-- Selected text --
** Begin **

# Need opinion on 67 gto restoration



## crzng (Jul 27, 2013)

Got a 67 gto that I want to restore. I have never done any auto restoration so I haven't got a clue how deep I'm getting myself into.

I want to restore my ride as a driver. Need opinion on frame off versus not.
Second, some recommends media blasting and others sanding by hand.

Appreciate any comments.


----------



## ALKYGTO (Mar 29, 2010)

Depends on the condition of the car really. Major rust repair to the floor and a frame in shabby condition might want to consider a frame off. Convertibles IMO are more difficult to frame off as the structure is weaker and will require reinforcement to the body to separate it from the frame. 

Post up some pictures of your project and maybe we can help you assess how far you should go. :cheers


----------



## Instg8ter (Sep 28, 2010)

Just remember a dis-assembled car takes up three times as much space as an assembled one.


----------



## SlamminGears65Goat (Apr 29, 2012)

Be prepared to spend twice as much $ as you expect to.
The frame off is a MONSTER PROJECT. At the same time, if you have the time, PATIENCE, and budget, it can be the most fun you will ever have being completely frustrated. I am in the 5th year of my frame off, and I subbed out most of the reassembly to a local pro. He was fair, honest, and not that much per hour, and the total tab will still be around $25,000. That's paint, bodywork (there was a lot) sandblasting, etc, etc. 
DON'T LET ANYONE SANDBLAST THE BODY PANELS!! Too many stories of guys getting the panels warped from someone who didn't know what they were doing. Stay here in the forum, keep posting pics and asking questions. You're doing it right, asking guys who have been, and still are, in the trenches. Post those pics too!!


----------



## crzng (Jul 27, 2013)

It took a while to find out how do you post pics. But here it is. The most rust damage is the tail light and rear window. I want to know if soda blasting is the way to go or sanding it by hand.


----------



## Rukee (Feb 8, 2007)

That actually doesn't look too bad, if that's the worse I might just take all the chrome off and DA it down to bare metal. At this point I wouldn't be too quick to pull it off the frame unless you have frame damage or the floors are just toast.


----------



## skurfan (Sep 19, 2012)

I had tail light panel rust a bit worse than that. I was trying to keep my car original paint, which is far from show quality. Last fall I ground out the rust to bare metal and put spot welds to fill the holes. Ground those down to as smooth as I could and skimmed over 3M premium body filler and sanded smooth then white primer. My car is Cameo Ivory. It looks great so far. Today, I took it for some paint estimates....10 and 12 thousand was the ballpark estimates. My dilemma is this....if I spend that money on his car I will have 24k invested into it. The interior is nice original and it runs and drives great just as it is now. The engine compartment is not detailed. So with what I am seeing at mecum and other auctions, I don't see that car bringing the value. I have alot of fun in it now and get lots of attention with it in its unrestored state, so I think I will keep it original, save my 12 thousand and go from there. My point is....on these restorations, you probably won't get near you money back so do what makes you happy with your car, and think before you sink thousands and thousands into it.


----------



## Instg8ter (Sep 28, 2010)

:agree with Rukee, get the surface rust off and asses it from there, looks like a body on resto to me unless you run into some surprises that would force you to take it apart.

** End **

-- Excerpted data --
** Begin **

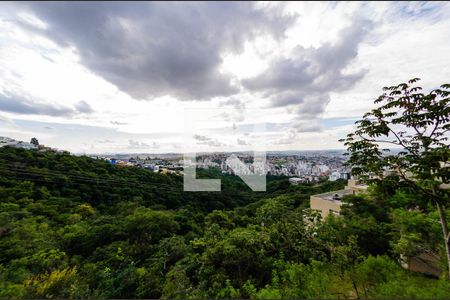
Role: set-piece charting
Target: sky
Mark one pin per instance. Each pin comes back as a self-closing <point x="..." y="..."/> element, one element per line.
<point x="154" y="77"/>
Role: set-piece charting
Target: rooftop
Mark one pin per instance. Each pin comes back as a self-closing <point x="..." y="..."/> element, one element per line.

** End **
** Begin **

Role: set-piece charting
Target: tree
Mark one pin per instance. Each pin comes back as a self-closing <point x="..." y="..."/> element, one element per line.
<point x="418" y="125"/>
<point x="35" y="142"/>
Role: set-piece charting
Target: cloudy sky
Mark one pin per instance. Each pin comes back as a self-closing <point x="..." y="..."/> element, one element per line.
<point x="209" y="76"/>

** End **

-- Your tasks --
- A) Reproduce the passage of the GTO restoration thread starting with "Got a 67 gto" and going on through "sanding by hand.".
- B) In the GTO restoration thread, about how much does SlamminGears65Goat say the total tab for the frame-off will be?

-- Answers provided --
- A)
Got a 67 gto that I want to restore. I have never done any auto restoration so I haven't got a clue how deep I'm getting myself into.

I want to restore my ride as a driver. Need opinion on frame off versus not.
Second, some recommends media blasting and others sanding by hand.

- B) Around $25,000.